▶ Istruzioni operative:
1. Riscrivi il tratto del testo sull'AISM da "A cura della" fino a "a Guglielmo Tagliacarne.", sostituendo "Camera di Commercio di Milano" con "Camera di Commercio di Torino".
2. Stabilisci se ciascuna affermazione concorda con il testo sull'AISM, rispondendo sì o no e citando alla lettera le parole del testo che lo decidono: (a) l'AISM si è costituita a Milano; (b) Giuseppe Ratti ricopriva la figura di segretario generale; (c) Costantino Dragan era il presidente del consiglio direttivo.

A cura della redazione di AISM
Siamo giunti al secondo appuntamento per il 70° Anniversario della fondazione della “Associazione Italiana Sviluppo Marketing – AISM”, attraverso l’analisi del pensiero di Guglielmo Tagliacarne, che è stato tra i suoi fondatori – oltre che ricercatore, pubblicista, Segretario Generale della Camera di Commercio di Milano e Direttore dell’Unione Italiana delle Camere di Commercio coniugandolo con la visione di Gaetano Fausto Esposito, Economista, Docente universitario e Direttore dell’Istituto di Studi intitolato a Guglielmo Tagliacarne.
BREVE INTRODUZIONE
Come abbiamo già scritto, il 1954 rappresenta un momento di svolta per l’Italia del dopoguerra, un anno in cui la società, l’economia e la cultura iniziano a mostrare segni tangibili di rinascita e di modernizzazione, gettando le basi per il boom economico degli anni ’60, grazie anche agli investimenti del Piano Marshall e alle riforme messe in atto nei primi anni della Repubblica. A conferma dell’estrema vitalità del settore Marketing e Comunicazione, numerose sono le iniziative di forte valore che nascono in questo anno, tra gli altri: il IV Congresso Nazionale della Pubblicità a Venezia, la nascita dell’Associazione Pubbliche Relazioni e, per noi determinante, sotto gli auspici del comitato nazionale per la produttività, della commissione assistenza tecnica del C.I.R. e dell’U.S.O.M., si è costituita a Roma l’AISM – Associazione Italiana per gli Studi di Mercato. Il consiglio direttivo era così formato: presidente Guglielmo Tagliacarne, i vicepresidenti sono Costantino Dragan e Tommaso Prudenza mentre la figura di segretario generale è ricoperta da Giuseppe Ratti. La Mission di questa associazione è di diffondere la conoscenza e la pratica degli studi di mercato fra gli operatori economici, studiarne la tecnica, i problemi e i vantaggi, collegare l’attività di tutti coloro che si dedicano a questi studi sia in seno alle aziende sia presso enti specializzati ed Agenzie.

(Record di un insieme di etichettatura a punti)

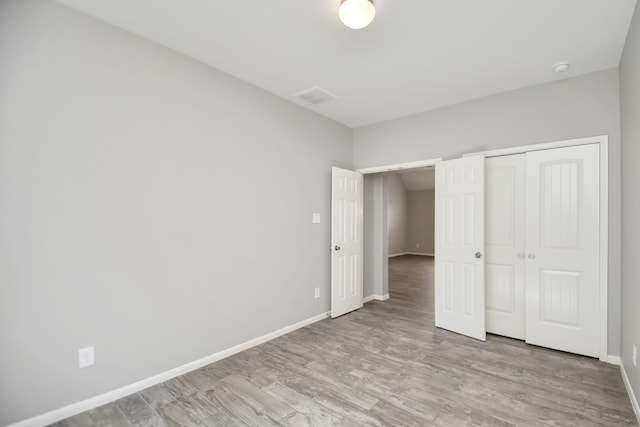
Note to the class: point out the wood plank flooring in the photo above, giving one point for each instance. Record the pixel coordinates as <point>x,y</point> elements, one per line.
<point>383,365</point>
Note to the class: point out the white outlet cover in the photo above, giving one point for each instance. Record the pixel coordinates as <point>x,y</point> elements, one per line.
<point>86,357</point>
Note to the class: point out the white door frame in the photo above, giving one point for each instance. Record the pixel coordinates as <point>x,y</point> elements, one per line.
<point>603,141</point>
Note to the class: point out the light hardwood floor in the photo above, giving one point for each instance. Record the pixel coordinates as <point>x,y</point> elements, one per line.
<point>385,364</point>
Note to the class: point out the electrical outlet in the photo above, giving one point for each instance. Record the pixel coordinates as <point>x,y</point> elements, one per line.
<point>86,357</point>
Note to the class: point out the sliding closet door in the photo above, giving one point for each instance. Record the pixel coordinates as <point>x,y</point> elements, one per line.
<point>505,245</point>
<point>459,246</point>
<point>562,235</point>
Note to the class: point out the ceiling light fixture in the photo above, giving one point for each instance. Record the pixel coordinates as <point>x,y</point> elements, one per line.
<point>356,14</point>
<point>561,68</point>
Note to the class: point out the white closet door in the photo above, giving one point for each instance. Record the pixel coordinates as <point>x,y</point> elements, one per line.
<point>505,245</point>
<point>459,244</point>
<point>562,235</point>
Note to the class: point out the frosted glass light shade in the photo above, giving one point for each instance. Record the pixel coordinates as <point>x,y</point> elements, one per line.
<point>356,14</point>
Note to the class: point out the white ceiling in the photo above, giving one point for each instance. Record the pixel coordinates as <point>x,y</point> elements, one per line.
<point>417,55</point>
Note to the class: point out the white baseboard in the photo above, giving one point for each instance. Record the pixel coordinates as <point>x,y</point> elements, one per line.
<point>110,396</point>
<point>613,360</point>
<point>632,396</point>
<point>375,297</point>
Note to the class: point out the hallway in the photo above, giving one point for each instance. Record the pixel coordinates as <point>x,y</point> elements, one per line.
<point>385,364</point>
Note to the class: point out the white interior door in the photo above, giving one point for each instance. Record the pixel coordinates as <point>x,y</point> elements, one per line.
<point>459,246</point>
<point>346,241</point>
<point>562,234</point>
<point>505,245</point>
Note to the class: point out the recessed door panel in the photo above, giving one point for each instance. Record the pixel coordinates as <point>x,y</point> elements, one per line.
<point>562,234</point>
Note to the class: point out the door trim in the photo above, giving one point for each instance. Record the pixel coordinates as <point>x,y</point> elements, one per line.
<point>603,142</point>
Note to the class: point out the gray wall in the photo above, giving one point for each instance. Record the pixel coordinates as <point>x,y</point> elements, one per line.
<point>630,102</point>
<point>152,207</point>
<point>578,107</point>
<point>420,218</point>
<point>396,214</point>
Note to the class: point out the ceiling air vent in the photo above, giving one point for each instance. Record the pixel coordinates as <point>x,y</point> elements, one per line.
<point>315,95</point>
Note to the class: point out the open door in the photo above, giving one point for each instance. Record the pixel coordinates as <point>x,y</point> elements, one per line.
<point>346,241</point>
<point>459,246</point>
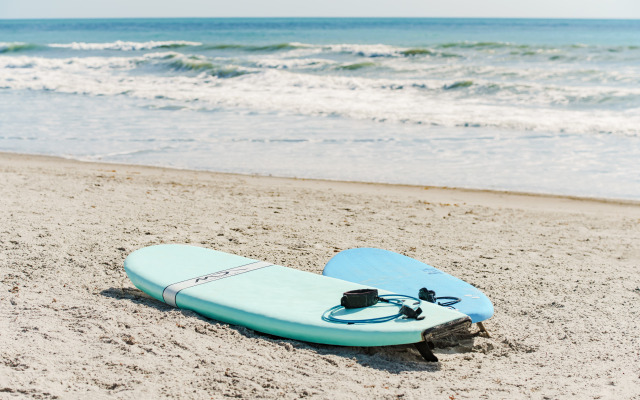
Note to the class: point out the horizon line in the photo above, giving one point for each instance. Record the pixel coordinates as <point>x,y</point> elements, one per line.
<point>321,17</point>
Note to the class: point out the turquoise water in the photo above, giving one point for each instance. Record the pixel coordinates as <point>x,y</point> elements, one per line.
<point>549,106</point>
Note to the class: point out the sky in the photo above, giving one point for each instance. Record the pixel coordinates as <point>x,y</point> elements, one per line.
<point>319,8</point>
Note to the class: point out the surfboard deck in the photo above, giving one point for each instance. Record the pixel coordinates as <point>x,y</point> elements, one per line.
<point>274,299</point>
<point>397,273</point>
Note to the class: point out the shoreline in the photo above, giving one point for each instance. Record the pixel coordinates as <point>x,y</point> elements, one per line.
<point>562,275</point>
<point>613,201</point>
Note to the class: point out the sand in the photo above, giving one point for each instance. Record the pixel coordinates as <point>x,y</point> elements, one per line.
<point>563,275</point>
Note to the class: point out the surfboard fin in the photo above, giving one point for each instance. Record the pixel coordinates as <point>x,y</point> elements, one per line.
<point>425,350</point>
<point>483,331</point>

▶ Risultati:
1.
A cura della redazione di AISM
Siamo giunti al secondo appuntamento per il 70° Anniversario della fondazione della “Associazione Italiana Sviluppo Marketing – AISM”, attraverso l’analisi del pensiero di Guglielmo Tagliacarne, che è stato tra i suoi fondatori – oltre che ricercatore, pubblicista, Segretario Generale della Camera di Commercio di Torino e Direttore dell’Unione Italiana delle Camere di Commercio coniugandolo con la visione di Gaetano Fausto Esposito, Economista, Docente universitario e Direttore dell’Istituto di Studi intitolato a Guglielmo Tagliacarne.

2.
(a) No: "si è costituita a Roma l’AISM".
(b) Sì: "la figura di segretario generale è ricoperta da Giuseppe Ratti".
(c) No: "presidente Guglielmo Tagliacarne".